====== Extracted text ======

In the past several years he’s had the opportunity to run a marketing company; teach technology to high school students; and even work for a family wealth system in LA for a couple of years. Upon hearing of an opportunity to work with a small technical training company back in Eugene – he just couldn’t resist. He spent what he calls “an amazing two years” serving as the Sales Manager to fourteen dynamic individuals.

All of his experiences culminated to one undeniable conclusion. His love of technology and business – along with his life-long dream of writing and teaching all led him to become the Webpreneur Nerd. Now he spends his days going to awesome tech events; meeting amazing business and tech nerds; and writing from his unique point-of-view.

Where did the idea for Webpreneur Nerd come from?

I moved to LA with the intent of funding an idea. After several conversations with friends and family; along with lots of research – I realized that I would need to build an audience before moving forward with my plan. When I told a life-long friend what I needed to accomplish and wondered how I would go about it; she said “You’re a nerd! Be you and share that with the world”.

All of my past experiences – everything I’ve always been passionate about; led to one conclusion: I had to teach! I had to write! The friend I mentioned calls herself the Glampreneur Girl. So, I thought OK; who am I? I’m an absolute nerd that loves the internet and entrepreneurship. Thus was born the Webpreneur Nerd.

What does your typical day look like?

It’s pretty crazy right now. My first concern is to ABCC – Always Be Creating Content. So, I spend most of my nights and some of my days attending any tech related event I can find. In a span of two weeks I attended the LA Business Expo; a two day hackathon; Intro to the LA startup community with Marko Vasiljevic; and a fireside chat with Sean Rad (Creator of Tinder). In January I’ll be attending CES 2014 and the Vegas based ATT hackathon event. I’ve also started creating several video training series that will cover everything from consultative selling strategies to installing and supporting WordPress and much more.

====== Listed records ======

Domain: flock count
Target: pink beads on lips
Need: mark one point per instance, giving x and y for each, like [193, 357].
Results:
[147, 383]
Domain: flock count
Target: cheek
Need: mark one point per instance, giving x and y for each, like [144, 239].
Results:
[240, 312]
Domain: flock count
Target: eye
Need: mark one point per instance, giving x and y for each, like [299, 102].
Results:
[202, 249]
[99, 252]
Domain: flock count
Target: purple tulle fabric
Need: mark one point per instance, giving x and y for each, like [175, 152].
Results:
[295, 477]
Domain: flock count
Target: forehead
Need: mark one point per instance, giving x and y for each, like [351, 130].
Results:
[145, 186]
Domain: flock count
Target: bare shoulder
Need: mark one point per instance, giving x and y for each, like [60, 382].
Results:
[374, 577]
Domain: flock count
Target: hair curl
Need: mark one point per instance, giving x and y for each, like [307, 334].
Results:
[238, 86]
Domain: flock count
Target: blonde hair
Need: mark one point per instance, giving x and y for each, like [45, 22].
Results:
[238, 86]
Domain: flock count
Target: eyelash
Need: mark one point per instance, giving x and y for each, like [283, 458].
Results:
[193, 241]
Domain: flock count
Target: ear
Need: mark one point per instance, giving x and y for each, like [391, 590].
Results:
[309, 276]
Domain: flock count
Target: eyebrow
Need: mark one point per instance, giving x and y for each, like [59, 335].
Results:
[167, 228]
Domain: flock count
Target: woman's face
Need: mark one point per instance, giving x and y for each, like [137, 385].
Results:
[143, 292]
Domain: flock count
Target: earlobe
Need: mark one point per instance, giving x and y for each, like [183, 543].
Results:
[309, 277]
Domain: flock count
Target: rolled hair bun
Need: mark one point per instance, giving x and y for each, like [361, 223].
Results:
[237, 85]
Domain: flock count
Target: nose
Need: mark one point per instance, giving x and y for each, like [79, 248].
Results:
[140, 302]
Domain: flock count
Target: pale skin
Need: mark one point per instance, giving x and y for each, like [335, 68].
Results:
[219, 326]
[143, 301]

======

Exercise requirements.
**A.** From the Webpreneur Nerd interview, write out the passage that begins at the words "All of my past" and stops after the words "day look like?".
**B.** Pick up the Webpreneur Nerd interview after its final sentence and keep it going.

Answers for the exercise.
**A.**
All of my past experiences – everything I’ve always been passionate about; led to one conclusion: I had to teach! I had to write! The friend I mentioned calls herself the Glampreneur Girl. So, I thought OK; who am I? I’m an absolute nerd that loves the internet and entrepreneurship. Thus was born the Webpreneur Nerd.

What does your typical day look like?

**B.**
Putting out content is only part of the equation. I’m also spending a ton of time learning how to properly use social media and I’m working on building my audience. I’ve found that “social” is a complex beast with a learning curve I never expected. I’m excited to know that everything I learn will be turned into awesome content to help others on their path to social coolness.

Lastly, I’m working on a project – with a business partner – called Group Coupon Training. She’s created an amazing training series and resource center at It helps entrepreneurs who use GROUPON and other group voucher programs increase their profits. Why work on this as well? I feel the project has a ton of potential and it’s a membership based system; which is what I just spent the last two years selling. Plus, More Content! Everything I learn along the way will be translated into articles and videos teaching others how to do it.

How do you bring ideas to life?

I guess it really all comes down to other people. When I have an idea that’s worth pursuing my first move is to share it. I’ve found that just speaking the idea brings a life to it that doesn’t happen when it’s just in my head. Plus, the input I get from my trusted peers allows me to consider angles that I never would have contemplated on my own.

Then, I have a decision to make: do I have the resources (time, etc.) to do something about this idea or should I give it to someone that does? I’m a strong believer that ideas are worthless unless you or someone has the resources to take action. Finally, it’s just a matter of releasing it to the wild as soon as possible. If I would have waited for my blog to be perfect I’d still be in production. I put something together I thought would work and I’ve been making adjustments as I grow.

What’s one trend that really excites you?

That has to be the Internet of Things. There are some great strides in bringing connected technology into the real world that’s going to change everything. Things as simple as tech that allows you to control your home remotely and as complex as the self-driving car. For those of us that spend two hours a day in traffic; having the ability to work or learn during that time is really exciting. The idea that I can get dinner going while I’m still making my way home – love that! These are only a couple of applications; the possibilities are endless.

What is one habit of yours that makes you more productive as an entrepreneur?

I think there’s a problem that entrepreneurs deal with that goes far beyond what most productivity tricks deal with. It’s the issue of motivation. We all deal with the voices that tell us we’re crazy for doing what we’re doing. Voices that tell us it’ll never work or that progress is much too slow. I found one habit that counters those voices; the celebration of the small win. I’ve developed the habit of getting really excited over just about everything that works. Whether it’s three more twitter followers today or writing a piece of code that actually works.

What was the worst job you ever had and what did you learn from it?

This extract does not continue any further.